● **Your objective**
Could you retype every one of the items below word for word, without including the pictures?

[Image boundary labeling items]
-.-.-
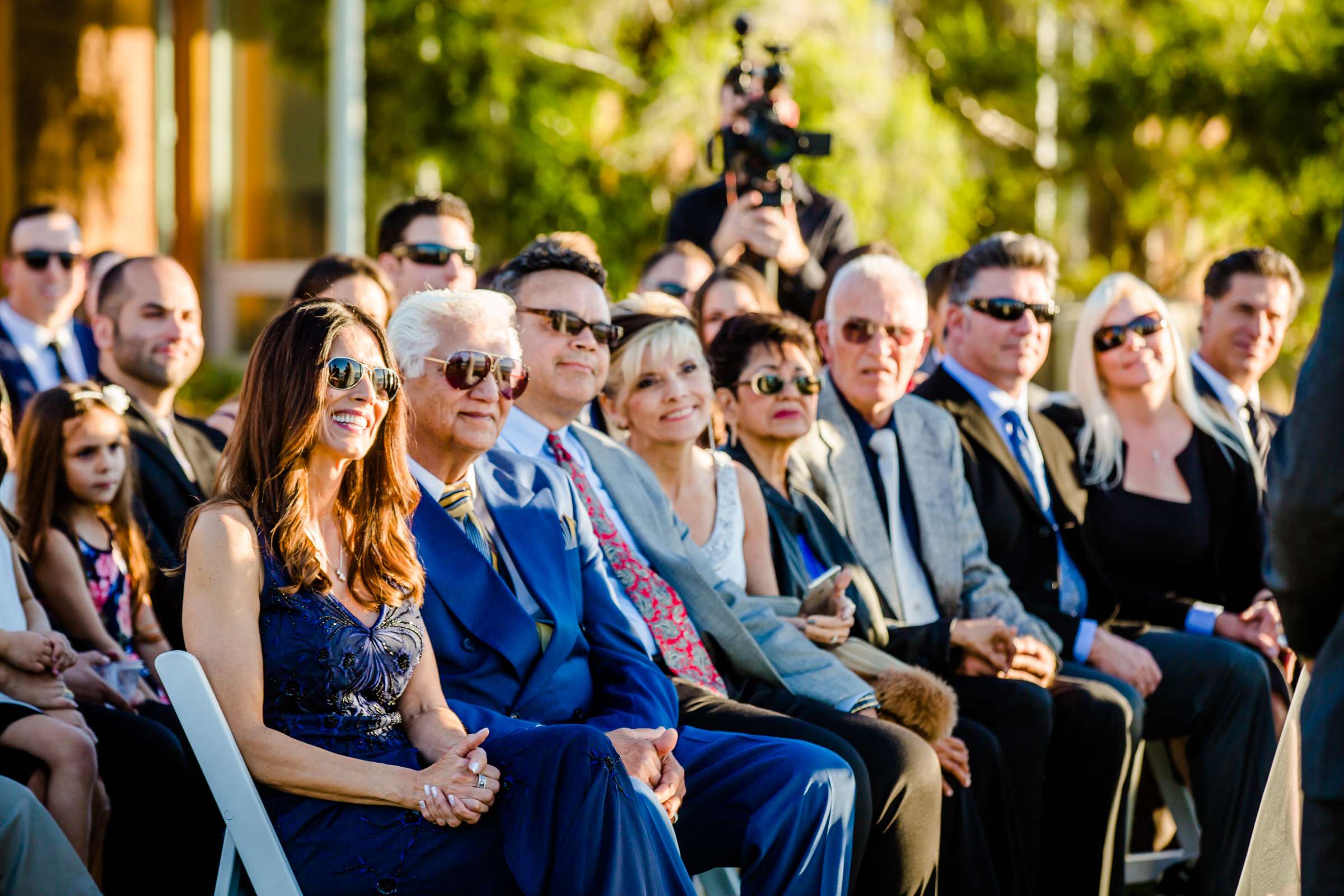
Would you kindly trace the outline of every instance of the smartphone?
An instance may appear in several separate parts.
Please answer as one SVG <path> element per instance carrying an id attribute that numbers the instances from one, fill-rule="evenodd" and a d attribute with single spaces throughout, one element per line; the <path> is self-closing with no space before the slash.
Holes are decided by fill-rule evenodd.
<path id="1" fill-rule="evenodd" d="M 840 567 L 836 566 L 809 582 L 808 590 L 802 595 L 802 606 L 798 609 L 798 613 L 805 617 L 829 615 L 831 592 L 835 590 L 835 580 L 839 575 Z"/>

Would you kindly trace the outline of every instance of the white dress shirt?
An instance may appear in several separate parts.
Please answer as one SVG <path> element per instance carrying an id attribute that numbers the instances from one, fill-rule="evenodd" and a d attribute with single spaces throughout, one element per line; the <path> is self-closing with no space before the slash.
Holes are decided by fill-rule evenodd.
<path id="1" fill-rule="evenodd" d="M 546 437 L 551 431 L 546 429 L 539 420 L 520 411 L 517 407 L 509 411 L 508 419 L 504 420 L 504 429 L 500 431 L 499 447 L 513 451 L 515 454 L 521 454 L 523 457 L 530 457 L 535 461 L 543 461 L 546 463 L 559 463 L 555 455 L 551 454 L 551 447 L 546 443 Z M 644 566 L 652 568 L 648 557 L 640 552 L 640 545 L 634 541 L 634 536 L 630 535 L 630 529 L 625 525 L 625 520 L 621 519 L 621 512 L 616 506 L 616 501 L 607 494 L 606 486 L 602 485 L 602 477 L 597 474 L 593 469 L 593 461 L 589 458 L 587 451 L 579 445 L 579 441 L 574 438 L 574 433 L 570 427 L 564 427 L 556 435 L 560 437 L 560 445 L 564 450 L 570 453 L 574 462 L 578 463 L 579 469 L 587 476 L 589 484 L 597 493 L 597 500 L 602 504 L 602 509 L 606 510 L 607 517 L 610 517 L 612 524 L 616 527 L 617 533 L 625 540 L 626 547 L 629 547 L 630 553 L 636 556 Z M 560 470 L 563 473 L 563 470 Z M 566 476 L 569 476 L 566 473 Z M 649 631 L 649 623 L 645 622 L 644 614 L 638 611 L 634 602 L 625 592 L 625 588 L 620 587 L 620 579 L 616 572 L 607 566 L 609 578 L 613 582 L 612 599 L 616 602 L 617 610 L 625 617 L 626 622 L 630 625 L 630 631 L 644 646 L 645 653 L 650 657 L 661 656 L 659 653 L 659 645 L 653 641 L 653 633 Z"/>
-.-.-
● **Complete answer**
Would you kindly trace the outline of every instance of the smartphone?
An instance may appear in several separate parts.
Please answer as one SVG <path> element per instance carrying an id attribute that numbers the instances from one, fill-rule="evenodd" and a d attribute with single spaces throughout, one element per line; the <path> is self-closing with no space before the slash.
Holes are decided by fill-rule evenodd.
<path id="1" fill-rule="evenodd" d="M 840 567 L 836 566 L 809 582 L 808 590 L 802 595 L 802 606 L 798 609 L 798 613 L 805 617 L 829 615 L 831 592 L 835 590 L 835 580 L 839 575 Z"/>

Would you kindly trace the outline of every instance of the white dress shirt?
An instance may appear in several separate parts.
Please answer as one SVG <path> element per instance carrying an id attribute that numbers the instances from one, fill-rule="evenodd" and a d attribute with single spaces throughout, one element per line; the <path> is self-closing with no space before the slash.
Holes are decided by fill-rule evenodd.
<path id="1" fill-rule="evenodd" d="M 546 437 L 551 431 L 546 429 L 539 420 L 520 411 L 517 407 L 509 411 L 508 419 L 504 420 L 504 429 L 500 431 L 499 447 L 513 451 L 515 454 L 521 454 L 523 457 L 530 457 L 535 461 L 543 461 L 546 463 L 559 463 L 555 455 L 551 454 L 551 447 L 546 443 Z M 644 566 L 652 568 L 648 557 L 640 552 L 640 545 L 634 541 L 634 536 L 630 535 L 630 529 L 625 525 L 625 520 L 621 519 L 621 512 L 616 506 L 616 501 L 607 494 L 606 486 L 602 485 L 602 477 L 597 474 L 593 469 L 593 461 L 589 458 L 587 451 L 579 445 L 579 441 L 574 438 L 574 433 L 570 427 L 564 427 L 556 435 L 560 437 L 560 445 L 564 450 L 570 453 L 574 462 L 578 463 L 579 469 L 587 476 L 589 484 L 597 493 L 597 500 L 602 504 L 602 509 L 606 510 L 607 517 L 610 517 L 612 524 L 616 527 L 617 533 L 625 540 L 626 547 L 629 547 L 630 553 L 636 556 Z M 560 470 L 563 473 L 563 470 Z M 566 476 L 569 476 L 566 473 Z M 649 631 L 649 623 L 645 622 L 644 614 L 638 611 L 634 602 L 625 592 L 625 588 L 620 587 L 620 579 L 616 572 L 607 566 L 609 578 L 613 582 L 612 599 L 616 602 L 617 610 L 625 617 L 626 622 L 630 625 L 630 631 L 644 646 L 645 653 L 650 657 L 661 656 L 659 653 L 659 645 L 653 641 L 653 633 Z"/>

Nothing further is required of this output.